* **DATA IN THIS EXERCISE**
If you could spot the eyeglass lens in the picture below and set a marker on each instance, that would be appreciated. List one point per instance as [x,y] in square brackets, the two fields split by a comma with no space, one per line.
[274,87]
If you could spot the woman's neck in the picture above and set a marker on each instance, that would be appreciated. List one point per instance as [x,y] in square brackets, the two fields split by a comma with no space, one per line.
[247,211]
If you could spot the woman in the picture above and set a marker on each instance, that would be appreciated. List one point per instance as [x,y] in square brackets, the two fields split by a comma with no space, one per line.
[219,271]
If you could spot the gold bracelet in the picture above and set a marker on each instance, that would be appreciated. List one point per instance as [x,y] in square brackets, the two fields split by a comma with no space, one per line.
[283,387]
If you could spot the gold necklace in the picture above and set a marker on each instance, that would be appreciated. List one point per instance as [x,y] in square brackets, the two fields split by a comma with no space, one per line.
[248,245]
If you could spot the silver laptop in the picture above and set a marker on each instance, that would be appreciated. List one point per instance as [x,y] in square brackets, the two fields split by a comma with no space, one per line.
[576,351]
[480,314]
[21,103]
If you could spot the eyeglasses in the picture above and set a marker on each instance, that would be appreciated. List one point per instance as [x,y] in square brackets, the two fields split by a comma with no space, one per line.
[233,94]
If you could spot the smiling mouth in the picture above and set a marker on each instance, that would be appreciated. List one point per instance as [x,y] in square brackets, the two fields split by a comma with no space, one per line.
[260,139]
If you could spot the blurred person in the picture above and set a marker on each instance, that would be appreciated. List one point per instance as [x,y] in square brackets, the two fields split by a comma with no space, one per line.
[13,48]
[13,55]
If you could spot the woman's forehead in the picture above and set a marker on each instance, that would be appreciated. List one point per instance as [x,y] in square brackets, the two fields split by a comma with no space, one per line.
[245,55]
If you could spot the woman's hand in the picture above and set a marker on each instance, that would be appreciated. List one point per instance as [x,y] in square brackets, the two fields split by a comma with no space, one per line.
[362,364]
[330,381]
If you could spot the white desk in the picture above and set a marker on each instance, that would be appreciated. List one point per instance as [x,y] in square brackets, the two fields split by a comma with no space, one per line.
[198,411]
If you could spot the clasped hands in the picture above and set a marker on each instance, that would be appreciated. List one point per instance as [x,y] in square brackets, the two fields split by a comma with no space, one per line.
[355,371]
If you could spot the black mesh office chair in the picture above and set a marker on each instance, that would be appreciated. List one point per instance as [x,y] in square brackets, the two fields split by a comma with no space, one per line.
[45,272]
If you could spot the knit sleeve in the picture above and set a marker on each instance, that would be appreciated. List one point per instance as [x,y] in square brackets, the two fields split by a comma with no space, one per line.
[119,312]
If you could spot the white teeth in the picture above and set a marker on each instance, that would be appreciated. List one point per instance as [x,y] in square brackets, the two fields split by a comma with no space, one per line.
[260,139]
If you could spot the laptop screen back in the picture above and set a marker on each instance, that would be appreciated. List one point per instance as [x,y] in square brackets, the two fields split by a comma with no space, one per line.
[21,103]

* **INSTRUCTIONS TO FOLLOW**
Go through the material above line by line and copy it exactly.

* **COMPLETE ANSWER**
If you could spot the eyeglass lens in the picture below and set a marker on each instance, that would be appreciated. List one point per instance as [x,y] in square brackets, the two fields split by a comma with no space, one per line.
[274,87]
If you could spot the woman's neck in the picture above and set a marker on each instance, that would be appreciated. List one point per instance as [x,y] in square brackets, the two fields split by a comma with no space, one per line.
[247,211]
If you could spot the woman in the picture above and set a marker on each instance, that would be appreciated. List one point per instance as [x,y] in square brackets, the two fields split by a comma with no space, one per line.
[219,271]
If you could spot the gold bracelet in the picture above and set a marker on each instance, that would be appreciated. List one point per instance as [x,y] in square brackets, the two fields split by a comma with no space, one per line.
[283,387]
If you could spot the gold necklace in the picture above and set a marker on each instance, that would be appreciated. List one point per instance as [x,y] in square brackets, the two fields split by a comma with no space, one per line.
[248,245]
If you could spot the silver laptop in the picture above and set a marker on each instance, that would be appreciated. List one point per instance as [x,y] in square brackets, the two fields split by a comma with no space, one per line.
[576,351]
[480,314]
[21,103]
If you could spot the eyeglasses in the picture above and set a marker on each instance, that would be appreciated. List one point per instance as [x,y] in square brackets, the two fields split by a comma with no space, one per line.
[233,94]
If you could spot the smiling mouth in the picture above and set a marker on each instance, that would be appreciated. List one point per instance as [x,y] in square brackets, the two fields split by a comma with no space, one per line.
[260,139]
If you could spot the blurred person in the picture above and set a marker on each instance, that would be appreciated. List one point per instance as [x,y] in square brackets, the two fields split by a comma with no space, one per line.
[13,48]
[13,55]
If you could spot the woman's forehead in the picture above and set a marker on each instance, that would be appreciated. List one point per instance as [x,y] in square brackets, the two fields split by a comma with no space, one per line.
[245,55]
If you could spot the woman's hand in the picture above and set a marker on each instance, that would be appreciated. List one point per instance as [x,y] in square brackets, the two fields split by a comma with no space, one per line.
[362,364]
[330,381]
If you could spot the white desk in the picture above and set a marker on each instance, that would be appreciated. List one point per instance as [x,y] in square brackets, the two fields split by a comma with no space, one per line.
[198,411]
If you could spot the clasped hands in the picture above and set a marker on each instance, that would be appreciated. List one point per instance as [x,y] in square brackets, the two fields split by a comma with no space, one per line.
[355,371]
If you could spot the black mesh office chair in the picture above and set a marker on each instance, that would be appreciated. List one point per instance as [x,y] in square brackets, the two fields split by a comma with no space, one per line.
[45,272]
If you could spot the knit sleeve in the picture above and set a marker on each instance, that would be appreciated. List one point per instance as [x,y] in square brackets, the two fields split by a comma with no space, one per line.
[119,312]
If you could spot the white teeth in the picture above and set a marker on each instance, that would be appreciated. List one point per instance as [x,y] in square brackets, the two fields split by a comma with no space, one per line.
[260,139]
If you could spot the laptop screen back in the picture above and set a marker on each instance, that would be appreciated. List one point per instance as [x,y] in square brackets, the two fields split by a comma with no space, one per line.
[21,103]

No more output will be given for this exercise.